PASSAGE GIVEN ▸
IS-IS non-stop forwarding (NSF) is a network resiliency function that

  • minimizes the amount of time a network is unavailable during IS-IS process restarts

  • suppresses routing flaps, maintaining routing stability and performance, and

  • allows data forwarding to continue while routing protocol state is restored.

IETF NSF: An NSF implementation based on RFC 5306 standards, requiring neighbor routers with NSF-aware software to assist in restoring routing information after a restart.

Cisco NSF: A proprietary implementation that stores the state needed for restart and recovers it using standard IS-IS protocol features, so it works even if neighboring devices do not support RFC 5306.

Impact of restarts on IS-IS adjacencies

When a router running IS-IS restarts, it typically loses adjacency with its peers, causing routing flaps that destabilize the network. NSF suppresses these flaps, keeps routes stable, and ensures minimal disruption. During an IS-IS restart, the router must relearn its IS-IS neighbors without resetting relationships and reacquire the network link-state database.

NSF deployment options

IS-IS NSF can be configured using two options:

  • IETF NSF: Relies on cooperation from NSF-aware neighbor routers to rebuild routing information.

  • Cisco NSF: Functions independently using standard IS-IS features and does not need neighbor support.

Behavior when neighbor routers lack IETF NSF support

If IETF NSF is enabled and a neighboring router does not support it, adjacency may flap, but nonstop forwarding continues for compatible neighbors. If no neighbors support IETF NSF, a restart falls back to a full cold start.

Hello intervals and BFD considerations for NSF

IS-IS protocol supports shorter hello intervals for neighbor management, but nonstop forwarding works only with the default hello interval. Fast connectivity loss detection is handled by Bidirectional Forwarding Detection (BFD), so hello intervals do not need adjustment for nonstop forwarding.

Examples

When configuring IS-IS NSF, if neighbors support RFC 5306, they will help restore routing information after a restart. Otherwise, Cisco NSF will work without neighbor support, maintaining traffic forwarding using protocol-defined mechanisms.

In a mixed-vendor environment, Cisco NSF enables resilience without relying on the IETF standard implementation.

LISTED RECORDS ▸
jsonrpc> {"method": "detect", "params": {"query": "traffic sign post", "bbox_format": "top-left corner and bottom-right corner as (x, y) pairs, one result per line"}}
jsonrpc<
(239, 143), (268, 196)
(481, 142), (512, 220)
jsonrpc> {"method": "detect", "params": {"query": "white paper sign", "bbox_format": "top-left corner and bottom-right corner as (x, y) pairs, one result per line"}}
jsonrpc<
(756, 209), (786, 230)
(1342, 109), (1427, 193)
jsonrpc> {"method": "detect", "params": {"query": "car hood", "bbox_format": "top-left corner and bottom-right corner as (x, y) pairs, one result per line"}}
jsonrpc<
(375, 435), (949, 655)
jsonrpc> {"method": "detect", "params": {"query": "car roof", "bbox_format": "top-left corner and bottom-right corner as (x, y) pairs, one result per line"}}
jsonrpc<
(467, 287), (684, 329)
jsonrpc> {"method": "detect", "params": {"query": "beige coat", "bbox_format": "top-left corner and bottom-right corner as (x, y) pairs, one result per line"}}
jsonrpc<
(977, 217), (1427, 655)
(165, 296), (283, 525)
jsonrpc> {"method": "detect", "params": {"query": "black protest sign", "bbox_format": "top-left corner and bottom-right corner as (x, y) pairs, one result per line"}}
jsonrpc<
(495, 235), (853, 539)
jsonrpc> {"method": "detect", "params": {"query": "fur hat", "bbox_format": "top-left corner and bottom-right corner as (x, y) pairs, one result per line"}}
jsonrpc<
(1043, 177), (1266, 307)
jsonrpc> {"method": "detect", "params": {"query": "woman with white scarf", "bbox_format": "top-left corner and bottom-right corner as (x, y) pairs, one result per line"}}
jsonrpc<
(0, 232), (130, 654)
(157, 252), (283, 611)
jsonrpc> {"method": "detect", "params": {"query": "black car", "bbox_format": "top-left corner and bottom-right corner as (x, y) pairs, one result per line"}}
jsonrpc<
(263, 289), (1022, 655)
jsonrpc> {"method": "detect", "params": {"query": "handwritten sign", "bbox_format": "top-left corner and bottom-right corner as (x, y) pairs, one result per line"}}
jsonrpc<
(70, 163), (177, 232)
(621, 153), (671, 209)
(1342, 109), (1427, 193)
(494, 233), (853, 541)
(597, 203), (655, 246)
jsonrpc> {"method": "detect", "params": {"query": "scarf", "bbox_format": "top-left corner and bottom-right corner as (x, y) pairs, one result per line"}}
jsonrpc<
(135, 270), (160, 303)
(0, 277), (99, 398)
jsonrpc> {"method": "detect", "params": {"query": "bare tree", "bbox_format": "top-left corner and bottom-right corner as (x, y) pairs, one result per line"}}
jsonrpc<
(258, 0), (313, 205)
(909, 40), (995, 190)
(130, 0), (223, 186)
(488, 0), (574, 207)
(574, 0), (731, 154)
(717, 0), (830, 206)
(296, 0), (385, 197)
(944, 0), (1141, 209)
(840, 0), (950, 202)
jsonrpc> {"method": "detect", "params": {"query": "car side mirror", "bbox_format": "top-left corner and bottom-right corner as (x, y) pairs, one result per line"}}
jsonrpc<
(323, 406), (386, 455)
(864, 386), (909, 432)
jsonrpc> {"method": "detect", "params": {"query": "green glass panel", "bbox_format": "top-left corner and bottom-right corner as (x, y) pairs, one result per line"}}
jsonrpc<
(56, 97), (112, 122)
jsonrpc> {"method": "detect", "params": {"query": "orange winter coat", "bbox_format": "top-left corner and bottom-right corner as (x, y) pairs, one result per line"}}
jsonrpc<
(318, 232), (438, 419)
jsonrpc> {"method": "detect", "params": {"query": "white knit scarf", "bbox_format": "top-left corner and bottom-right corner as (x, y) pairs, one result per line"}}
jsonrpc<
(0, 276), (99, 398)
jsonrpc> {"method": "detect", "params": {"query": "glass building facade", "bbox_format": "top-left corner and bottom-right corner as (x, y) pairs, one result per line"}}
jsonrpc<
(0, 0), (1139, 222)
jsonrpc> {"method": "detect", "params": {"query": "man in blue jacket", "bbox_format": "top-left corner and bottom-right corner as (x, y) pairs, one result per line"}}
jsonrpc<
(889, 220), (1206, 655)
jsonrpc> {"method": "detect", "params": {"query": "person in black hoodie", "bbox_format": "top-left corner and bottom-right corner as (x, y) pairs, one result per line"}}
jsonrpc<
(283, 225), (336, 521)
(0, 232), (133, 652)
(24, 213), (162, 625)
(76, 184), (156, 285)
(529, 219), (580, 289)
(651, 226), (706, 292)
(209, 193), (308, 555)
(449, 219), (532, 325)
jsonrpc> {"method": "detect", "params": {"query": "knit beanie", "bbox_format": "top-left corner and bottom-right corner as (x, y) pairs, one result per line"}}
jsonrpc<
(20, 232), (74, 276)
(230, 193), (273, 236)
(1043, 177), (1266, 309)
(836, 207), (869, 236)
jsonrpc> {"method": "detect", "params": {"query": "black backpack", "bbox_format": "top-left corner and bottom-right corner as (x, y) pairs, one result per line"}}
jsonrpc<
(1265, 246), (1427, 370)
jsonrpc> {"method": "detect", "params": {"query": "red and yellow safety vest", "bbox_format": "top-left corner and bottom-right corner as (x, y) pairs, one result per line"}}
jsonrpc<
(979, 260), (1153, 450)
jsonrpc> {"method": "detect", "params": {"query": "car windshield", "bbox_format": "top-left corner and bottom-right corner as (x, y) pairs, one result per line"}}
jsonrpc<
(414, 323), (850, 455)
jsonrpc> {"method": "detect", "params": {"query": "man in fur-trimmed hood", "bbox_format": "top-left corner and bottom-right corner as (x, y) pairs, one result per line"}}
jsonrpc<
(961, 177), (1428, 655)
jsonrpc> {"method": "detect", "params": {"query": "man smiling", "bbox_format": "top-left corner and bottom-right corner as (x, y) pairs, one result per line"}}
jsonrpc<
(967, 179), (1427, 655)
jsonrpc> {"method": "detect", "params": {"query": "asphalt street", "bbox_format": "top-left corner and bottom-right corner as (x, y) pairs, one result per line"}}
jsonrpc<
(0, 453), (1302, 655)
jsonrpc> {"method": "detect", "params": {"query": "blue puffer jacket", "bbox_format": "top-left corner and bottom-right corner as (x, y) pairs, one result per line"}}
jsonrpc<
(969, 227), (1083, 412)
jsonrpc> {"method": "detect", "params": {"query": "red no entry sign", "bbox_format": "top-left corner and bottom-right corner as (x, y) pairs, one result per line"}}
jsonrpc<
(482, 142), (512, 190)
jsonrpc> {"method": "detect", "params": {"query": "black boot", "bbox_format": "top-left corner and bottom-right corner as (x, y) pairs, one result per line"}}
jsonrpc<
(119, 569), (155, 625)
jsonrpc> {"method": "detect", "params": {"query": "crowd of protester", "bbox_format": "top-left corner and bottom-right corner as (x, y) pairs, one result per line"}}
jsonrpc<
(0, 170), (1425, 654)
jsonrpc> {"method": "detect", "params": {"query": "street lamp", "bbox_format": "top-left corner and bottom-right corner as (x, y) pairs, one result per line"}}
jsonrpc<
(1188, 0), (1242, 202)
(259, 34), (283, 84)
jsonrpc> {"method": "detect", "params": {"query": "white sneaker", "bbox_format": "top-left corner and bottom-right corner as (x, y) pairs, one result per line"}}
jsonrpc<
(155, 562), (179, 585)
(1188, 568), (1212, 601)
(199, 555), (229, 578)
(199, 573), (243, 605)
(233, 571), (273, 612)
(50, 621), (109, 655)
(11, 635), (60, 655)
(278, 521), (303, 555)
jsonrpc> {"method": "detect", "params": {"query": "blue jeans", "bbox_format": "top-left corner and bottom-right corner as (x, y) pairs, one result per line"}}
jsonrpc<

GOALS ▸
1 > According to the IS-IS NSF text, what happens to a restart when no neighbors support IETF NSF?
2 > Rewrite the IS-IS NSF text from "IS-IS protocol supports" up to and including "IETF standard implementation.", changing "mixed-vendor" to "multivendor".
3 > State whether each statement agrees with the IS-IS NSF text, answering yes or no and quoting the words that decide it: (a) Cisco NSF requires neighboring devices to support RFC 5306. (b) Nonstop forwarding works only with the default hello interval. (c) IETF NSF is based on RFC 5306.

SOLVED TASKS ▸
1 > The restart falls back to a full cold start.

2 >
IS-IS protocol supports shorter hello intervals for neighbor management, but nonstop forwarding works only with the default hello interval. Fast connectivity loss detection is handled by Bidirectional Forwarding Detection (BFD), so hello intervals do not need adjustment for nonstop forwarding.

Examples

When configuring IS-IS NSF, if neighbors support RFC 5306, they will help restore routing information after a restart. Otherwise, Cisco NSF will work without neighbor support, maintaining traffic forwarding using protocol-defined mechanisms.

In a multivendor environment, Cisco NSF enables resilience without relying on the IETF standard implementation.

3 >
(a) No: "so it works even if neighboring devices do not support RFC 5306"
(b) Yes: "nonstop forwarding works only with the default hello interval"
(c) Yes: "An NSF implementation based on RFC 5306 standards"